■ GOAL OF THE EXERCISE: Write out each record below exactly as it appears, with no pictures.

[Dataset excerpts]
============

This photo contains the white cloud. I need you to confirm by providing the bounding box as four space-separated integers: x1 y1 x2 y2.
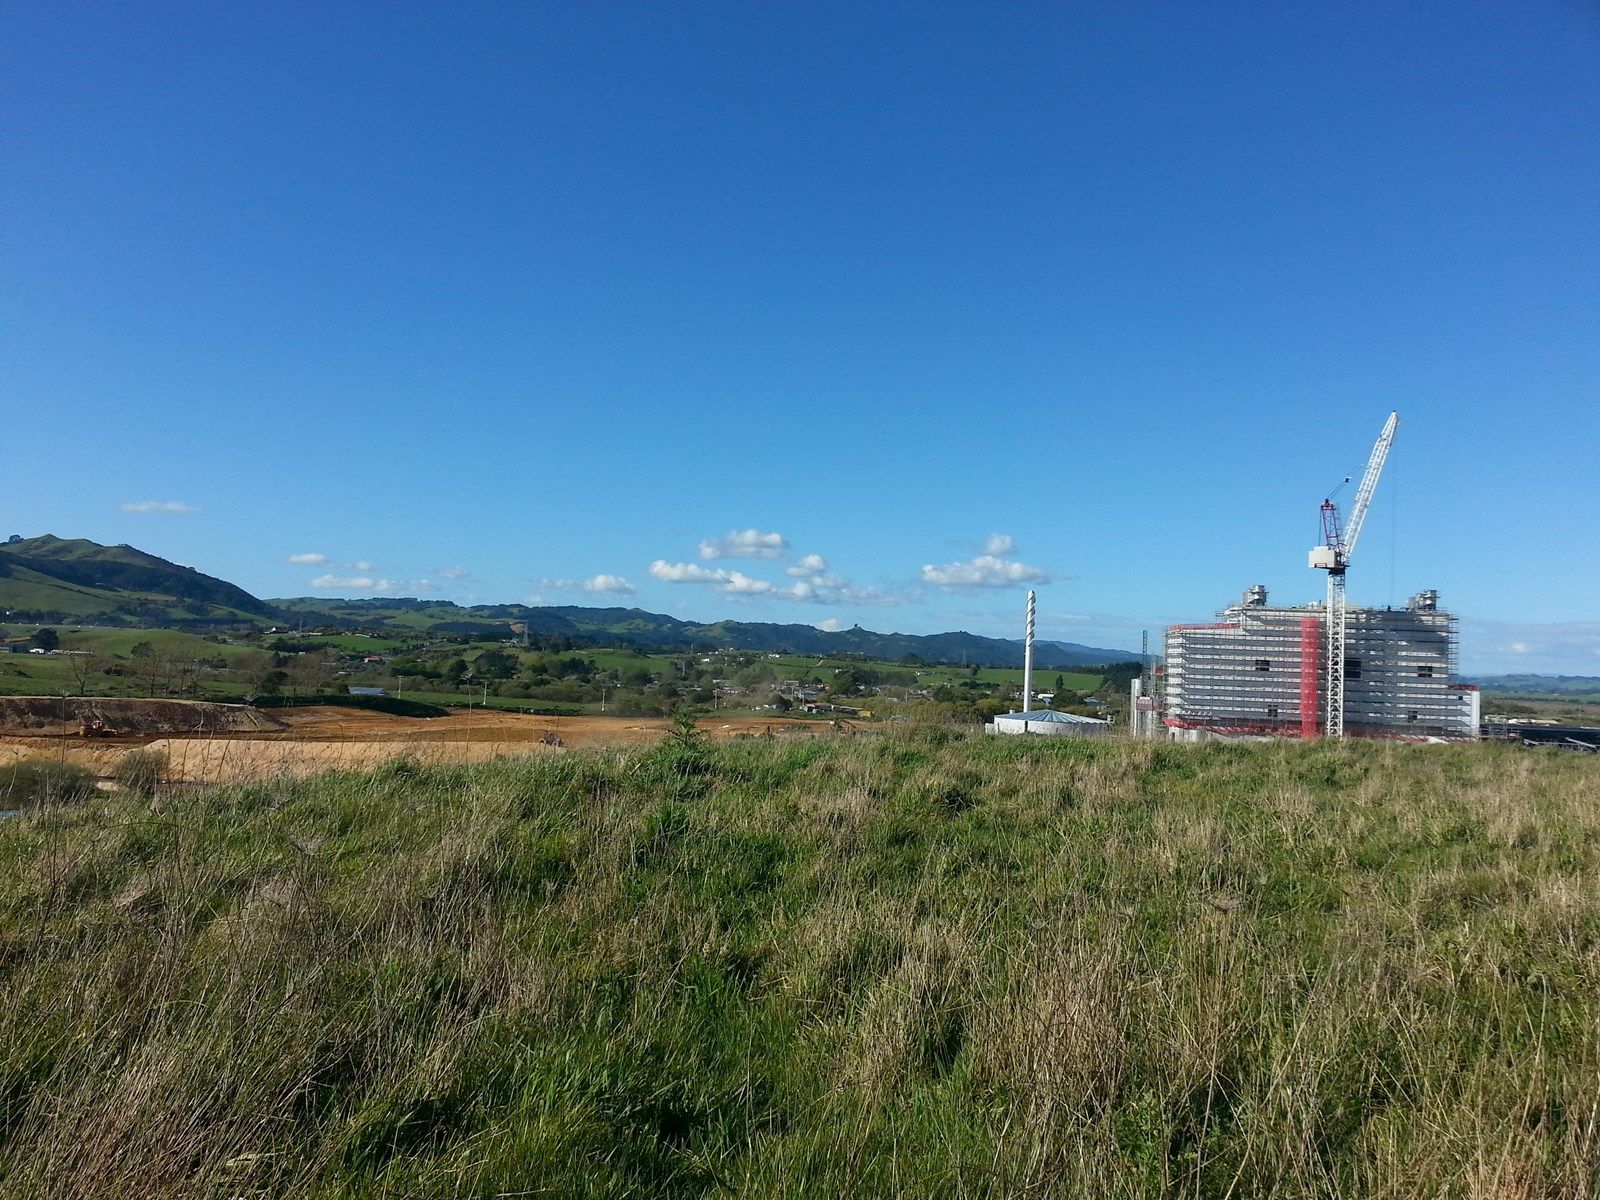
533 574 637 597
121 500 197 515
816 618 845 632
650 560 726 583
697 529 789 560
787 553 828 577
284 553 330 566
921 554 1051 589
306 574 439 595
652 556 915 606
650 560 819 599
921 533 1051 589
435 565 470 580
832 585 914 606
719 571 774 594
352 560 378 572
583 574 636 596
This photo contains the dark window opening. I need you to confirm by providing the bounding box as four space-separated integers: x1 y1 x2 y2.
1417 664 1434 677
1343 657 1362 679
1406 711 1418 721
1266 705 1280 721
1253 658 1271 672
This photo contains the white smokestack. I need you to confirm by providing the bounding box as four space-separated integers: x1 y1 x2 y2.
1022 589 1035 714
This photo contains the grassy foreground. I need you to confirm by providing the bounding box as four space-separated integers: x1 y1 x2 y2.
1 732 1597 1198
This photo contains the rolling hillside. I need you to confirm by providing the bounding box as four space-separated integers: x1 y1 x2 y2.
273 597 1138 668
0 535 276 625
0 535 1137 666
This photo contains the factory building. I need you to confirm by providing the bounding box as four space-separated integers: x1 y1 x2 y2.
1159 586 1476 741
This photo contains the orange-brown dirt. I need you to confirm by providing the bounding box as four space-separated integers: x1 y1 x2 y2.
1 702 826 784
0 696 286 736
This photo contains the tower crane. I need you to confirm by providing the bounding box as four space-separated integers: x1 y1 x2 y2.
1309 411 1398 737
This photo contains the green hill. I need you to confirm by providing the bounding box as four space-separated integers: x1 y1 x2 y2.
272 597 1137 669
0 535 276 626
0 535 1136 667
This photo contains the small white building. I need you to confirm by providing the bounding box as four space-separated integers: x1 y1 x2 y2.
987 709 1110 738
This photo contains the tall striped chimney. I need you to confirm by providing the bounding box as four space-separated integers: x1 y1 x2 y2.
1022 589 1036 714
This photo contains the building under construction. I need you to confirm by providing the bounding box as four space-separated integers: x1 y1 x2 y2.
1149 585 1477 741
1122 411 1479 743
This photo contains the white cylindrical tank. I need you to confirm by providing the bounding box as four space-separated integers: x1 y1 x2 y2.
990 710 1109 738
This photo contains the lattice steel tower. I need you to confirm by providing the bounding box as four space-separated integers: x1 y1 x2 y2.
1309 412 1399 737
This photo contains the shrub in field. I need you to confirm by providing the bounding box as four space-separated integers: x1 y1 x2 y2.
0 760 96 810
113 749 167 796
634 709 715 799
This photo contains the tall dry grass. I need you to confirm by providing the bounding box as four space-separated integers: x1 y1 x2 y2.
0 730 1596 1197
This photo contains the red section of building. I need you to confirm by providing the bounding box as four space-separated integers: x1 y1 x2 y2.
1299 616 1320 740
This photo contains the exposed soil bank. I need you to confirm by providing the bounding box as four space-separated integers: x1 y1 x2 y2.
0 696 286 736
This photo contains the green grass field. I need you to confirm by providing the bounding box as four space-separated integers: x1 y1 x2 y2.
576 649 1104 694
1480 694 1600 724
287 633 407 654
0 568 125 616
0 622 1110 718
56 627 248 659
0 654 141 698
1 734 1595 1197
0 628 255 700
944 665 1102 690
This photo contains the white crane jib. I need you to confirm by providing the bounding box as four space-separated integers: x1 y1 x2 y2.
1309 411 1398 737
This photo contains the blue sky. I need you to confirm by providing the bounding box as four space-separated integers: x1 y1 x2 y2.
4 2 1596 672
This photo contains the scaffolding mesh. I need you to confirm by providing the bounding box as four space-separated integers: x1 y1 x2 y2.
1164 598 1469 740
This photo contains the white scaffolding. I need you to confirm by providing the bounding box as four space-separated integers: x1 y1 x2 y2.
1163 587 1471 741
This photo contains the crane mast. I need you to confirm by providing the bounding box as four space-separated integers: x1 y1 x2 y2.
1309 411 1398 737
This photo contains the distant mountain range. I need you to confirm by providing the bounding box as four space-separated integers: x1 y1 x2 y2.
1466 675 1600 697
274 597 1136 668
0 535 1138 668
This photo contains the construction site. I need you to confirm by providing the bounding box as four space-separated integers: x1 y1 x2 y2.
1132 412 1480 743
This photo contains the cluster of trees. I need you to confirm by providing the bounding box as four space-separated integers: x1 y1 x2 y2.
93 645 325 701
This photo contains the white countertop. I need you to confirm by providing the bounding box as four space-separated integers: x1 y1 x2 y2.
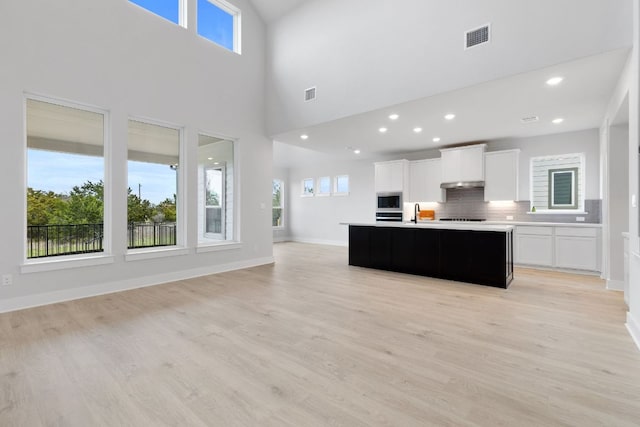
342 222 514 232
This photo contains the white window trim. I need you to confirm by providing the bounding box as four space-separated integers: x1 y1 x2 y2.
549 169 577 209
198 0 242 54
301 178 314 197
273 179 285 229
333 174 350 196
317 176 331 197
529 153 585 214
23 93 112 266
197 130 240 248
127 116 185 253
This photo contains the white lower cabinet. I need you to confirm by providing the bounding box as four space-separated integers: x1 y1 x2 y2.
554 227 598 271
515 227 553 266
515 225 600 272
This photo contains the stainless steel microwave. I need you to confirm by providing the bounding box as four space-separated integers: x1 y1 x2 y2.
376 192 402 211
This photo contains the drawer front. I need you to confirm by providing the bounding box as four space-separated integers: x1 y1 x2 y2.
555 227 598 237
515 226 553 236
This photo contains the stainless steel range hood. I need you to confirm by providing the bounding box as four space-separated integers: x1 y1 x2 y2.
440 181 485 189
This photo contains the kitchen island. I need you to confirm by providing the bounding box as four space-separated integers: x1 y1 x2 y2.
346 222 514 288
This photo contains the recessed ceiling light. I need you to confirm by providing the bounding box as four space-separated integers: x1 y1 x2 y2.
432 137 441 142
300 134 309 140
444 113 456 120
379 127 388 133
389 114 399 120
552 118 564 124
413 127 423 133
354 149 361 154
207 157 213 160
546 77 564 86
214 162 220 165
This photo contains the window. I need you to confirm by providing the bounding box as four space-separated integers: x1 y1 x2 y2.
26 97 106 259
127 120 181 249
198 0 241 53
129 0 185 26
549 168 578 209
530 153 584 212
273 179 284 228
317 176 331 196
198 134 235 242
302 178 314 196
334 175 350 195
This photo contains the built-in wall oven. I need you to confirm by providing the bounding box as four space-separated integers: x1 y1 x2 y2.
376 192 403 222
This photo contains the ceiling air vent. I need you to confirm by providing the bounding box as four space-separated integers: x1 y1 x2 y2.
465 24 490 50
304 87 316 102
521 116 539 124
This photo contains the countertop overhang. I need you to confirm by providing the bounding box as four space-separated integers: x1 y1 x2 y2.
342 222 514 232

============

■ PROBLEM SOLUTION:
This photo contains the white cloud. I need you to confirm by providing the bounding box as four space-separated integers: x1 y1 x2 y2.
533 574 637 597
121 500 197 515
816 618 845 632
650 560 726 583
697 529 789 560
787 553 828 577
284 553 330 566
921 554 1051 589
306 574 439 595
652 556 915 606
650 560 819 599
921 533 1051 589
435 565 470 580
832 585 914 606
719 571 774 594
352 560 378 572
583 574 636 596
This photo contains the dark window opening. I need you to confirm by providing the bounding box as four space-separated integers: x1 y1 x2 y2.
1417 664 1434 677
1343 657 1362 679
1406 711 1418 721
1266 705 1280 721
1253 658 1271 672
This photo contains the white smokestack. I need you to confirm by providing the bounding box as four space-separated integers: x1 y1 x2 y2.
1022 589 1035 714
This photo contains the grassy foreground. I need you to confirm by providing the bounding box as four space-separated integers: x1 y1 x2 y2.
1 732 1597 1198
This photo contains the rolling hillside. I need you to confirm by providing the bounding box as four space-separated integers: x1 y1 x2 y2.
273 597 1138 668
0 535 276 625
0 535 1137 666
This photo contains the factory building. I need you to confirm by providing the bounding box as four space-separated integers: x1 y1 x2 y2.
1159 586 1476 741
This photo contains the orange-brown dirt. I need you to confirm by providing the bounding box as four space-separated integers: x1 y1 x2 y2.
1 702 826 784
0 696 286 736
This photo contains the tower crane. I need you to confirm by providing the bounding box as four space-separated integers: x1 y1 x2 y2.
1309 411 1398 737
This photo contains the green hill. I need you to confirm by providing the bounding box as four space-separated integers: x1 y1 x2 y2.
272 597 1137 669
0 535 276 626
0 535 1136 667
This photo contains the small white building. I need you to confirm by providing the bounding box as four space-separated integers: x1 y1 x2 y2.
987 709 1110 738
This photo contains the tall striped chimney. I need you to confirm by providing the bounding box as four space-separated integers: x1 y1 x2 y2.
1022 589 1036 714
This photo contains the building under construction. I need you to confirm by providing the bounding box as four space-separated integers: x1 y1 x2 y2.
1149 585 1477 741
1122 411 1479 743
This photo contains the white cylindrical tank. I need you to confirm by providing the bounding box as four space-separated integers: x1 y1 x2 y2.
990 710 1109 738
This photo contains the lattice steel tower. I need you to confirm by providing the bounding box as four space-separated integers: x1 y1 x2 y2.
1309 412 1399 737
This photo contains the shrub in field. I need you to confirm by providing the bounding box as four space-separated integers: x1 y1 x2 y2.
0 760 96 810
113 749 167 796
634 709 715 799
This photo contains the tall dry grass. I need you to confirm by providing the bounding box as four space-separated integers: x1 y1 x2 y2.
0 730 1596 1197
This photo contains the red section of building. I need you to confirm by providing the bounding box as four space-separated integers: x1 y1 x2 y2.
1299 616 1320 740
This photo contains the exposed soil bank. I need you to confirm by providing the bounding box as four space-separated integers: x1 y1 x2 y2.
0 696 286 736
This photo contains the green grass field. I need you to confirm by providing the bounding box as four space-separated integers: x1 y1 x2 y2.
576 649 1104 694
1480 694 1600 724
287 633 407 654
0 568 125 616
0 622 1110 718
56 627 248 659
0 654 141 698
1 734 1595 1197
0 628 255 700
944 665 1102 690
This photo contains the white crane jib. I need you to confirm by providing the bounding box as four space-separated integers: x1 y1 x2 y2.
1309 411 1398 737
This photo contains the blue sky. I need you to confirm by providing the bounding box as four space-separated integers: x1 y1 x2 y2.
4 2 1596 672
This photo contains the scaffolding mesh. I need you to confirm by providing the bounding box as four space-separated integers: x1 y1 x2 y2.
1164 598 1469 740
This photo contains the white scaffolding. I need you to confirm by providing the bounding box as four space-separated integers: x1 y1 x2 y2.
1163 587 1471 741
This photo contains the crane mast. I need you to confirm by providing the bounding box as four space-separated integers: x1 y1 x2 y2.
1309 411 1398 737
This photo contains the distant mountain range. I need you to confirm by providing the bounding box as four space-separated integers: x1 y1 x2 y2.
1466 675 1600 697
274 597 1136 668
0 535 1138 668
This photo contains the construction site. I need you to confirm by providing the bounding box as four space-separated integers: x1 y1 x2 y2.
1132 412 1480 743
This photo contains the cluster of trees. I need you to confirm by providing the bounding box as four space-separated integers: x1 y1 x2 y2.
93 645 325 701
This photo contains the white countertop. I need you to confirm by providing the bounding box as four space-separated integers: x1 y1 x2 y2.
342 222 514 232
This photo contains the white window trim. I need you to confirm by providing the bounding box as four space-separated integers: x1 y1 x2 y2.
549 169 577 209
198 0 242 54
301 178 314 197
273 179 285 229
333 174 350 196
317 176 331 197
529 153 585 214
23 93 112 266
197 130 240 248
127 116 185 253
This photo contains the white lower cabinet. I need you to confirm by providing the bounding box as four space-separated integers: x1 y1 x2 y2.
554 227 598 271
515 227 553 266
515 225 600 272
This photo contains the stainless steel microwave. I need you to confirm by providing the bounding box as four space-separated integers: x1 y1 x2 y2.
376 192 402 211
This photo contains the drawer front. I need you to confirm by providing the bounding box as four space-separated integers: x1 y1 x2 y2.
555 227 598 237
515 226 553 236
This photo contains the stainless steel range hood. I need you to confirm by providing the bounding box as four space-separated integers: x1 y1 x2 y2.
440 181 485 189
This photo contains the kitchen island. I need you to confirm by providing the bounding box as four space-separated integers: x1 y1 x2 y2.
346 222 514 288
This photo contains the recessed ceiling light. I need you to confirm by providing the bounding box as four space-separated integers: x1 y1 x2 y2.
432 137 441 142
300 134 309 140
444 113 456 120
379 127 388 133
389 114 399 120
552 118 564 124
413 127 423 133
354 149 361 154
207 157 213 160
546 77 564 86
214 162 220 165
This photo contains the window. I need you to confirm by providing the bounding box as four space-separated integers: x1 y1 x2 y2.
26 97 106 259
127 120 181 249
198 0 241 53
129 0 185 26
549 168 578 209
530 153 584 212
273 179 284 228
317 176 331 196
198 134 235 242
302 178 314 196
334 175 350 195
This photo contains the built-in wall oven. I need you to confirm by providing the bounding box as four space-separated integers: x1 y1 x2 y2.
376 192 403 222
This photo contains the ceiling air vent. I need you to confirm by providing the bounding box as four space-separated integers: x1 y1 x2 y2.
465 24 490 50
304 87 316 102
521 116 539 124
This photo contains the countertop overhang. I need you to confirm by providing the bounding box as four space-separated integers: x1 y1 x2 y2.
342 222 514 232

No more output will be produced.